Lay out the records below as a numbered list, one per line, leaving out any blank lines.

[BEGIN DATA]

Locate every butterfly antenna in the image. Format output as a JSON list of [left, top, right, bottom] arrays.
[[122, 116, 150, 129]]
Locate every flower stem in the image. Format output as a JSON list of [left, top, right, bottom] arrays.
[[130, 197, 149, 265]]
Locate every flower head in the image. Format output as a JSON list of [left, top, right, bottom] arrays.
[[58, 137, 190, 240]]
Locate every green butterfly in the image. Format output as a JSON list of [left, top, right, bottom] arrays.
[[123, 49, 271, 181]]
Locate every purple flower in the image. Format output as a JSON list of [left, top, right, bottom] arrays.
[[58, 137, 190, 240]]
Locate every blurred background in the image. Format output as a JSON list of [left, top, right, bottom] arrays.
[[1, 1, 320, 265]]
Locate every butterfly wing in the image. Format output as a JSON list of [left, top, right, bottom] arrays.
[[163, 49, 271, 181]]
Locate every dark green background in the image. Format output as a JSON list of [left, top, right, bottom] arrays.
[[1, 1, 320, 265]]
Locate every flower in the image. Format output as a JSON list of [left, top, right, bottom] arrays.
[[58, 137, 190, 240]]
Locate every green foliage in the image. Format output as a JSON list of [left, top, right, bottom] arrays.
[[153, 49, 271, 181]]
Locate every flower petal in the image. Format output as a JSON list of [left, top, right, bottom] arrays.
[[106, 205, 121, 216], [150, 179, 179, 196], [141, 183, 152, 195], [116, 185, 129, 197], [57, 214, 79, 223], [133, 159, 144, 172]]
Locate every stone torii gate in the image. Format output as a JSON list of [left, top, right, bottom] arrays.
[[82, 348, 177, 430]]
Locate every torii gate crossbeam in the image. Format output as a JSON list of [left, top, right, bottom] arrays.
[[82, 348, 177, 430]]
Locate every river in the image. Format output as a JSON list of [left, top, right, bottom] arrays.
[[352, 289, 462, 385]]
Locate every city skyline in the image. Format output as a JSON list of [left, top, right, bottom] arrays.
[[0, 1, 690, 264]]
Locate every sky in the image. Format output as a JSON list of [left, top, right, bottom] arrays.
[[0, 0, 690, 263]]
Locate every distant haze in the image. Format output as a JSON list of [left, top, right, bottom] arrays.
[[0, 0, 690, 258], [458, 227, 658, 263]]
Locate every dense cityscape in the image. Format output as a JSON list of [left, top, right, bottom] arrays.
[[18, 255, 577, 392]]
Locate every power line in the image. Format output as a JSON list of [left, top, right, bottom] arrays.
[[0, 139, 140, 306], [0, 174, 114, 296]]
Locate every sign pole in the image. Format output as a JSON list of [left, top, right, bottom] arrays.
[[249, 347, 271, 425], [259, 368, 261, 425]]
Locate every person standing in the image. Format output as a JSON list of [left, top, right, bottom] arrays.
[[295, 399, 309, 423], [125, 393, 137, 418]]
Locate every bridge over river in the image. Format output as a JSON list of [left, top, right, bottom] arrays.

[END DATA]

■ **OUTPUT OF THE TASK**
1. Locate every butterfly antenna in the image. Format output as a JSON list of [left, top, right, bottom] arrays.
2. [[122, 116, 150, 129]]
3. Locate every flower stem in the image. Format output as a JSON list of [left, top, right, bottom] arrays.
4. [[130, 197, 149, 265]]
5. Locate every flower head in the image. Format output as a JSON list of [left, top, right, bottom] arrays.
6. [[58, 137, 190, 240]]
7. Locate every green butterfly in the image. Format output as a JSON list of [left, top, right, bottom] arrays.
8. [[123, 49, 271, 181]]
9. Locate every purple flower in the image. Format output as a JSON list of [left, top, right, bottom] arrays.
10. [[58, 137, 190, 240]]
11. Locate every blurred background in the image. Format output as a JSON list of [left, top, right, bottom] arrays.
12. [[1, 1, 320, 265]]
13. Locate every butterfly wing in the image. Format output as a JSON list of [left, top, right, bottom] arrays.
14. [[163, 49, 271, 181]]
15. Locate every dark green background in the image. Format output as a JSON list of [left, top, right, bottom] arrays.
16. [[1, 1, 320, 265]]
17. Locate every flower in the image. Format output as a JSON list of [left, top, right, bottom] arrays.
18. [[58, 137, 190, 240]]
19. Locate every green foliage in the image. Format output as a JSON list of [left, top, right, bottom] arrays.
20. [[153, 49, 271, 181]]
21. Locate every flower petal in the image. Format output as a JSON list of [left, top, right, bottom] arrays.
22. [[106, 205, 121, 216], [150, 179, 179, 196], [141, 183, 152, 195], [116, 185, 129, 197], [57, 214, 79, 223], [133, 159, 144, 172]]
23. Locate every stone torii gate in the image. Format output as a JSON list of [left, top, right, bottom] arrays.
24. [[82, 348, 177, 430]]
25. Locate every torii gate crossbeam in the image. Format output as a JSON list of [left, top, right, bottom] arrays.
26. [[82, 348, 177, 430]]
27. Locate every river in the image. Format output as a JSON list of [left, top, right, bottom] arrays.
28. [[352, 289, 462, 385]]
29. Locate every city skyline in the image. Format output as a JSON list of [left, top, right, bottom] arrays.
30. [[0, 1, 690, 264]]
31. Locate every sky in the image. Format output as a JSON list of [left, top, right, bottom] arrays.
32. [[0, 0, 690, 263]]
33. Locate every distant haze in the image. Format output as a JSON list of [left, top, right, bottom] arrays.
34. [[0, 0, 690, 258], [458, 227, 658, 263]]
35. Locate every dense cityscape in the image. Format output as a JSON list of [left, top, right, bottom] arrays.
36. [[18, 255, 577, 392]]
37. Locate every power line in the image. Format output as a JSON list of [left, top, right, bottom] arrays.
38. [[0, 139, 140, 306], [0, 174, 114, 296]]
39. Locate every sign pole in the image. Format output as a JSON list of [left, top, right, bottom] arrays.
40. [[249, 347, 271, 425], [259, 368, 261, 425]]
41. Locate every person standing in the image. Format output as a JSON list of [left, top, right, bottom] arrays.
42. [[295, 399, 309, 423], [125, 393, 137, 418]]
43. Locate every bridge over river in the image. Format output as a JSON list of [left, top, right, bottom] arrays.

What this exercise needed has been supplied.